▶ Description of the task
Transcribe the data that follows precisely, omitting nothing.

▶ Saved entries
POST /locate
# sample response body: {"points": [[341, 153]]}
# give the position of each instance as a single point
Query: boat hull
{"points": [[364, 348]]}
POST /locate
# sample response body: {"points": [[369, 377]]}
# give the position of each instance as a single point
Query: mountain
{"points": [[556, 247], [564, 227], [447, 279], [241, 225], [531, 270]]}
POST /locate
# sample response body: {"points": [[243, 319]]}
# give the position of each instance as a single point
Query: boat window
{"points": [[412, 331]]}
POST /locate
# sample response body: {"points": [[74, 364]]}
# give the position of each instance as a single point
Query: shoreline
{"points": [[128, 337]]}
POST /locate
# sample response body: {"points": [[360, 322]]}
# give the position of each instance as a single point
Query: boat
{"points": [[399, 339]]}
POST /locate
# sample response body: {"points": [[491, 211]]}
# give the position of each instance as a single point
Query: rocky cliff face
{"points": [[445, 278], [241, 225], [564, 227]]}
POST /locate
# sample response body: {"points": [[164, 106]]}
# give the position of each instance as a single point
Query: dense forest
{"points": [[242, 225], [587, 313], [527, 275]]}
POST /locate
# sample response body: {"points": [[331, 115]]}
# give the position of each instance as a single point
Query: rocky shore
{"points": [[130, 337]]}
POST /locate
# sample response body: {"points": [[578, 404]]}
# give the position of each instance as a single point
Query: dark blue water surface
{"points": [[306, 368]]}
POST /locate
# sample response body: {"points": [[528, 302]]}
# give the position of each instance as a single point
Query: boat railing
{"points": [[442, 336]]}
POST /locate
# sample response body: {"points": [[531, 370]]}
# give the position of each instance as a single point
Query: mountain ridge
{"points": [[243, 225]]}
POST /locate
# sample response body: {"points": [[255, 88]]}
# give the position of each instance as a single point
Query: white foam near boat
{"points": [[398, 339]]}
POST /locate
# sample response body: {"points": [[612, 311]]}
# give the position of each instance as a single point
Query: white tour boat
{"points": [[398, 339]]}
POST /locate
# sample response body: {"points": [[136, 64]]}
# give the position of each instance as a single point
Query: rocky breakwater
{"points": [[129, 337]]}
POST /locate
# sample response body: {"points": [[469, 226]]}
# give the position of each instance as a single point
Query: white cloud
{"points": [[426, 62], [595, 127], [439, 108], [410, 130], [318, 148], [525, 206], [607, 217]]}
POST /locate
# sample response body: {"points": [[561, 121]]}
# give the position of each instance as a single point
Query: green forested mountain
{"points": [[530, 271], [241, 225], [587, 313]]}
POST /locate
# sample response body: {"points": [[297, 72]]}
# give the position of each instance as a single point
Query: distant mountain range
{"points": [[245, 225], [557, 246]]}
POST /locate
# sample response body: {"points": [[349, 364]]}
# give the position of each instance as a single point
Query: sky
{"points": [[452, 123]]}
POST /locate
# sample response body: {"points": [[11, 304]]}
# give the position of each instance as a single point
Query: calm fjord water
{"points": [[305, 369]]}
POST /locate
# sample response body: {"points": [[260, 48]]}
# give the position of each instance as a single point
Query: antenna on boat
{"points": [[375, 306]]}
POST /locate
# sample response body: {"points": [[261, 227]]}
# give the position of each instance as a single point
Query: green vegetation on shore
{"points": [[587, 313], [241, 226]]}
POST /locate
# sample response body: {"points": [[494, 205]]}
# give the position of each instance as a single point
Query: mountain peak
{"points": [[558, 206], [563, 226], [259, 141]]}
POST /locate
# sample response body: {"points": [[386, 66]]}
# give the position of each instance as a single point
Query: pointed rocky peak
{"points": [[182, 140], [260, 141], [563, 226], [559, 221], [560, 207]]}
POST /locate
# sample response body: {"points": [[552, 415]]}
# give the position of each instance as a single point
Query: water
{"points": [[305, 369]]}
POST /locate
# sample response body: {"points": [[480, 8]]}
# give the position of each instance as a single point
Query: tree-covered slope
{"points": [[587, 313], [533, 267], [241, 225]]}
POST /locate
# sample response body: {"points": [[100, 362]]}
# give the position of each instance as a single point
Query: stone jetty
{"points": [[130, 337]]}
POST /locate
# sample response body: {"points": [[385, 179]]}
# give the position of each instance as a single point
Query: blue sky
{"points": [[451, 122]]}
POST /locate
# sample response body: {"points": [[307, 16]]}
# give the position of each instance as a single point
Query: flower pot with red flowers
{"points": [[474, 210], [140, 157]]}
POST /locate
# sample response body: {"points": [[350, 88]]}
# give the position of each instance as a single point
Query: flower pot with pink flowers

▶ Exercise solution
POST /locate
# sample response body: {"points": [[341, 153]]}
# give the position of each instance as a single point
Query: boat hull
{"points": [[364, 348]]}
POST /locate
# sample response body: {"points": [[369, 377]]}
# give the position of each instance as a single point
Query: mountain
{"points": [[556, 247], [564, 227], [447, 279], [241, 225], [531, 270]]}
POST /locate
# sample response body: {"points": [[243, 319]]}
# give the position of each instance as a single point
Query: boat window
{"points": [[412, 331]]}
POST /locate
# sample response body: {"points": [[74, 364]]}
# give the position of each instance as a single point
Query: shoreline
{"points": [[128, 337]]}
POST /locate
# sample response body: {"points": [[360, 322]]}
# give the position of each instance as a single point
Query: boat
{"points": [[399, 339]]}
POST /locate
# sample response body: {"points": [[491, 211]]}
# give the position of each instance as a single point
Query: rocky cliff face
{"points": [[445, 278], [241, 225], [564, 227]]}
POST /locate
# sample response body: {"points": [[164, 106]]}
# give the position of each instance as a single point
Query: dense forest
{"points": [[242, 225], [587, 313], [527, 275]]}
POST /locate
# sample response body: {"points": [[331, 115]]}
# give the position of each instance as a single point
Query: rocky shore
{"points": [[130, 337]]}
POST /locate
# sample response body: {"points": [[578, 404]]}
# give the position of each instance as a single point
Query: dark blue water surface
{"points": [[306, 368]]}
POST /locate
# sample response body: {"points": [[528, 302]]}
# give the position of each instance as a single point
Query: boat railing
{"points": [[442, 336]]}
POST /locate
# sample response body: {"points": [[531, 370]]}
# give the position of each instance as a single point
Query: mountain ridge
{"points": [[243, 225]]}
POST /locate
# sample response body: {"points": [[255, 88]]}
# give the position of each instance as a single point
Query: white foam near boat
{"points": [[398, 339]]}
POST /locate
# sample response body: {"points": [[612, 311]]}
# give the position of each instance as a single point
Query: white tour boat
{"points": [[398, 339]]}
POST /locate
# sample response body: {"points": [[136, 64]]}
# give the position of each instance as a single point
Query: rocky breakwater
{"points": [[129, 337]]}
POST /locate
# sample response body: {"points": [[469, 226]]}
# give the position of each instance as a single point
Query: white cloud
{"points": [[426, 62], [595, 127], [439, 108], [410, 130], [318, 148], [525, 206], [607, 217]]}
POST /locate
# sample response body: {"points": [[561, 121]]}
# give the position of each instance as a single point
Query: green forested mountain
{"points": [[530, 271], [241, 225], [587, 313]]}
POST /locate
# sample response body: {"points": [[297, 72]]}
# give the position of each instance as a single point
Query: distant mountain range
{"points": [[245, 225], [557, 246]]}
POST /locate
# sample response body: {"points": [[349, 364]]}
# give the position of each instance as a single point
Query: sky
{"points": [[452, 123]]}
POST /locate
# sample response body: {"points": [[11, 304]]}
# give the position of each instance as a single point
Query: calm fjord water
{"points": [[305, 369]]}
POST /locate
# sample response body: {"points": [[260, 48]]}
# give the position of each instance as a single point
Query: antenna on boat
{"points": [[375, 306]]}
POST /locate
# sample response body: {"points": [[261, 227]]}
# give the position of each instance as a single point
Query: green vegetation on shore
{"points": [[587, 313], [241, 226]]}
POST /locate
# sample response body: {"points": [[494, 205]]}
# give the position of each instance as a single point
Query: mountain peak
{"points": [[558, 206], [563, 226], [259, 141]]}
POST /locate
# sample response body: {"points": [[386, 66]]}
# give the position of each instance as a single point
Query: pointed rocky peak
{"points": [[182, 140], [260, 141], [563, 226], [559, 221], [560, 207]]}
POST /locate
# sample response body: {"points": [[552, 415]]}
# give the position of each instance as a single point
Query: water
{"points": [[305, 369]]}
POST /locate
# sample response body: {"points": [[480, 8]]}
# give the position of each instance as a single point
Query: tree-covered slope
{"points": [[587, 313], [533, 267], [241, 225]]}
POST /locate
# sample response body: {"points": [[100, 362]]}
# give the position of each instance as a single point
Query: stone jetty
{"points": [[130, 337]]}
POST /locate
# sample response body: {"points": [[385, 179]]}
# give the position of each instance as a single point
Query: blue sky
{"points": [[451, 122]]}
POST /locate
# sample response body: {"points": [[307, 16]]}
# give the position of each instance as a single point
Query: flower pot with red flowers
{"points": [[474, 210], [140, 157]]}
POST /locate
# sample response body: {"points": [[350, 88]]}
# give the position of each instance as a single point
Query: flower pot with pink flowers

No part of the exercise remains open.